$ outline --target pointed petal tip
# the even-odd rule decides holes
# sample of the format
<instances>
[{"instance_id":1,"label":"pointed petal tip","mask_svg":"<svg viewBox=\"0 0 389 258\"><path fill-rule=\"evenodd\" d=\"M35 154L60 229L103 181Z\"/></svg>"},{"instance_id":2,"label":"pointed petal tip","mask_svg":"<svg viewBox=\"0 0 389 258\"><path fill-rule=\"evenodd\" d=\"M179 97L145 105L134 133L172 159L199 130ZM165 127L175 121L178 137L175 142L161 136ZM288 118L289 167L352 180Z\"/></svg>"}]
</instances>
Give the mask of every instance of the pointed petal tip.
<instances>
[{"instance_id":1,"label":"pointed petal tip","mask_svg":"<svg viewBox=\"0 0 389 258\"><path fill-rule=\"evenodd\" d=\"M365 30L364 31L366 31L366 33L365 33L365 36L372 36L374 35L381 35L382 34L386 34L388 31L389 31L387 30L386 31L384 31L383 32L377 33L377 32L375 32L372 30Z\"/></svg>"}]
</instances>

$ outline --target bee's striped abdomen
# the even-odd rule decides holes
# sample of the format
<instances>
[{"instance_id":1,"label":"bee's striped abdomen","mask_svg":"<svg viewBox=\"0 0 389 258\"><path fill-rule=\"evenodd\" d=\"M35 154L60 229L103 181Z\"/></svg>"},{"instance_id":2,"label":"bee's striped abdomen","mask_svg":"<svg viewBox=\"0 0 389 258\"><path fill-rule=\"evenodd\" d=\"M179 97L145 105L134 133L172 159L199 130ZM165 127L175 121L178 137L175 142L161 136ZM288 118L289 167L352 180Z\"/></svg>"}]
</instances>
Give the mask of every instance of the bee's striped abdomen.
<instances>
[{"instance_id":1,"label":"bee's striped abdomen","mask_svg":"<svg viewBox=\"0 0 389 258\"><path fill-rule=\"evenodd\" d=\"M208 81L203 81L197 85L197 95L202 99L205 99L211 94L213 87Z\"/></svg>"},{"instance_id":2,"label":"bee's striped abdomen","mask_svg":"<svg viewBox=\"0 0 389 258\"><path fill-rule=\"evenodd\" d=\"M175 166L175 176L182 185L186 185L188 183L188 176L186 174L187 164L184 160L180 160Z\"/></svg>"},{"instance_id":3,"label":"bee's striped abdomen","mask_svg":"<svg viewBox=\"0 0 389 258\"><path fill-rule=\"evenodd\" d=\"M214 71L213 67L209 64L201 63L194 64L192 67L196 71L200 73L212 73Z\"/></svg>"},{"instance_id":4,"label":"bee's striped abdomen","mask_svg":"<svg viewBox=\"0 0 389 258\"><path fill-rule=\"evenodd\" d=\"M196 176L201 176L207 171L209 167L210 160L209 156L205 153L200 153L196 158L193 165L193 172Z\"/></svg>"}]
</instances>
* * *
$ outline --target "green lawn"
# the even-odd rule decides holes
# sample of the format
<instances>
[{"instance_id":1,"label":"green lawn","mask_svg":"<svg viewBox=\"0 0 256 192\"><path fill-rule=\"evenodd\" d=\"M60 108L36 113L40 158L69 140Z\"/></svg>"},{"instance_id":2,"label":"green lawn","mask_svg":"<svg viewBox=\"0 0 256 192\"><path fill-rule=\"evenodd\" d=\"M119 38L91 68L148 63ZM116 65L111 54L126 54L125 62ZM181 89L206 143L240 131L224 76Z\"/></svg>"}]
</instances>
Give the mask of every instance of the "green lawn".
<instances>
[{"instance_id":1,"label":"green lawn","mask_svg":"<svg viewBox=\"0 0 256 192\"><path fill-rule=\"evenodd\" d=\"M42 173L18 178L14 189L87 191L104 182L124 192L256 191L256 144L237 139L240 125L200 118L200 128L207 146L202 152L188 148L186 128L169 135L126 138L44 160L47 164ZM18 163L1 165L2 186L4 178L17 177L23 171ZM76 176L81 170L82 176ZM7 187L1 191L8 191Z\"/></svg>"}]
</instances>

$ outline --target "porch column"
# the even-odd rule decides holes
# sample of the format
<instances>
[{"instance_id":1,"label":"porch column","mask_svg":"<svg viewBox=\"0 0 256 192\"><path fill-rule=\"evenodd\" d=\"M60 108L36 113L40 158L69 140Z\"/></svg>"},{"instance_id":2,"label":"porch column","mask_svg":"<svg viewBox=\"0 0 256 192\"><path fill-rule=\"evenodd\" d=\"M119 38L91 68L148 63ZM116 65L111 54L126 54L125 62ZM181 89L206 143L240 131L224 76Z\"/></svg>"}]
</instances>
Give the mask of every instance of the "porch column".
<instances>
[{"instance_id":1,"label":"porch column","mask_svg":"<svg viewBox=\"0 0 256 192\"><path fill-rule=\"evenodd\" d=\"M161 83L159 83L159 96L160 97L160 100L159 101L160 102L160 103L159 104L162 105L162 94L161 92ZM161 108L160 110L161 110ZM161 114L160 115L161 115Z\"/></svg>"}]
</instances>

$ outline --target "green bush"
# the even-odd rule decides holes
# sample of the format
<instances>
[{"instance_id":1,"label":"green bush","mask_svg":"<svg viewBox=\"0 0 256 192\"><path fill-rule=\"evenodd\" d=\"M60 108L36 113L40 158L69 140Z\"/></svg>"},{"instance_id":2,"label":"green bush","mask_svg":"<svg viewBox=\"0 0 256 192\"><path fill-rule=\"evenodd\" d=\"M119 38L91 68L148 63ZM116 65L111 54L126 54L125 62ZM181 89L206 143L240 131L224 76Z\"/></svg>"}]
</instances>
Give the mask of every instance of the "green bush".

Stated task → How many of the lines above contain the string "target"? Case counts; reply with the number only.

Answer to this task → 5